= What you should do =
Copy out the entries that follow, unchanged.

= Listed entries =
⟨
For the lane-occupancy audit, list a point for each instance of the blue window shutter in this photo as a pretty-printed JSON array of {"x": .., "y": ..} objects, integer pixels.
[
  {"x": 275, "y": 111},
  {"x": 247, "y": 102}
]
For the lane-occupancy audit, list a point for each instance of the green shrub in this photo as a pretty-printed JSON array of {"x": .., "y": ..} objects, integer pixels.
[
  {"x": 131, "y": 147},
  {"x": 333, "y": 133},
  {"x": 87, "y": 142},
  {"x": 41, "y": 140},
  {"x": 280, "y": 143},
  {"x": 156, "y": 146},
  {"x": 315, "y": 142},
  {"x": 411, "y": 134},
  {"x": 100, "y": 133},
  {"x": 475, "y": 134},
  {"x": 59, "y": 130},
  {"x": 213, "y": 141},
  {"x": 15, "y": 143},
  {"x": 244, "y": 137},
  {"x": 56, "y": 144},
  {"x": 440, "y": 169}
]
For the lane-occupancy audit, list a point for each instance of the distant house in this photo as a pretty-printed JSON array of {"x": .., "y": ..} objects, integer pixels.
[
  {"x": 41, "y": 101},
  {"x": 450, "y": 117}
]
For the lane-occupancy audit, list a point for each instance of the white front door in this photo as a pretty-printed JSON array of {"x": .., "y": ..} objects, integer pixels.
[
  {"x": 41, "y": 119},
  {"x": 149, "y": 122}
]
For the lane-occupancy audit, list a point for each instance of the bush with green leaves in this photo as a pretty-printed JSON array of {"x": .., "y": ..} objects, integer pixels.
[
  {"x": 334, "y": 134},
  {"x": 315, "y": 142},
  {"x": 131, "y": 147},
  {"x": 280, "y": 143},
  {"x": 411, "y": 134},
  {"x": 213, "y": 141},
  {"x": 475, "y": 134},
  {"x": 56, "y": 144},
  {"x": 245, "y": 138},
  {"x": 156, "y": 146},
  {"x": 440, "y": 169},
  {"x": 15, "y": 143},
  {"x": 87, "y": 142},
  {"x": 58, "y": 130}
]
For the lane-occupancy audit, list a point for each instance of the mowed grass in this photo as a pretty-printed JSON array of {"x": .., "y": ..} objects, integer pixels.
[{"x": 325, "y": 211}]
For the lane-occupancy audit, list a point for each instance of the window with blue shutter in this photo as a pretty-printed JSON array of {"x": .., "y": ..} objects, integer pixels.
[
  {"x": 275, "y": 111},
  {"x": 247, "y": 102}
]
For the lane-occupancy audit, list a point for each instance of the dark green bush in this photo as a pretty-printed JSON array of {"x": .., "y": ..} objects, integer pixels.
⟩
= Finished exercise =
For the lane-occupancy audit, list a point for each instance of the blue window shutter in this photo as a pretty-printed JSON array of {"x": .., "y": ..} objects, integer pixels.
[
  {"x": 275, "y": 111},
  {"x": 247, "y": 102}
]
For the lane-occupancy audit, list a point for each instance of the green shrub in this photo as a pretty-printed JSON array of {"x": .., "y": ..} objects, integer pixels.
[
  {"x": 131, "y": 147},
  {"x": 333, "y": 133},
  {"x": 87, "y": 142},
  {"x": 41, "y": 140},
  {"x": 280, "y": 143},
  {"x": 156, "y": 146},
  {"x": 315, "y": 142},
  {"x": 411, "y": 134},
  {"x": 100, "y": 133},
  {"x": 475, "y": 134},
  {"x": 59, "y": 130},
  {"x": 213, "y": 141},
  {"x": 15, "y": 143},
  {"x": 244, "y": 137},
  {"x": 56, "y": 144},
  {"x": 440, "y": 169}
]
For the lane-occupancy audit, list a point for each instance of the distant house in this photo as a pretty-printed JSON array of {"x": .., "y": ..} objects, integer pixels.
[
  {"x": 41, "y": 101},
  {"x": 450, "y": 117}
]
For the lane-occupancy audit, list a point for each instance of the white front door in this photo as a pretty-printed JSON array of {"x": .., "y": ..} objects, integer pixels.
[
  {"x": 41, "y": 119},
  {"x": 149, "y": 122}
]
For the lane-occupancy audit, list a point for each instance of the bush with green leaves in this photo as a pretty-printed JSON array of {"x": .., "y": ..} objects, integer pixels.
[
  {"x": 334, "y": 134},
  {"x": 315, "y": 142},
  {"x": 131, "y": 147},
  {"x": 280, "y": 143},
  {"x": 411, "y": 134},
  {"x": 213, "y": 141},
  {"x": 475, "y": 134},
  {"x": 56, "y": 144},
  {"x": 245, "y": 138},
  {"x": 156, "y": 146},
  {"x": 440, "y": 169},
  {"x": 15, "y": 143},
  {"x": 87, "y": 142},
  {"x": 58, "y": 130}
]
For the lane-occupancy audit, list a point for each instance of the mowed grass in this photo as a pretty-printed JSON array of {"x": .., "y": ..} objects, integer pixels.
[{"x": 325, "y": 211}]
For the lane-occupancy audit, list a point for each instance of the window with blue shutter in this photo as a pretty-printed JSON array of {"x": .., "y": ..} objects, integer pixels.
[
  {"x": 275, "y": 111},
  {"x": 247, "y": 102}
]
For the lane-occupancy audit, list a point for each instance of the dark green bush in this photo as a pretty-printed JSON array of {"x": .., "y": ..} objects, integer pixels.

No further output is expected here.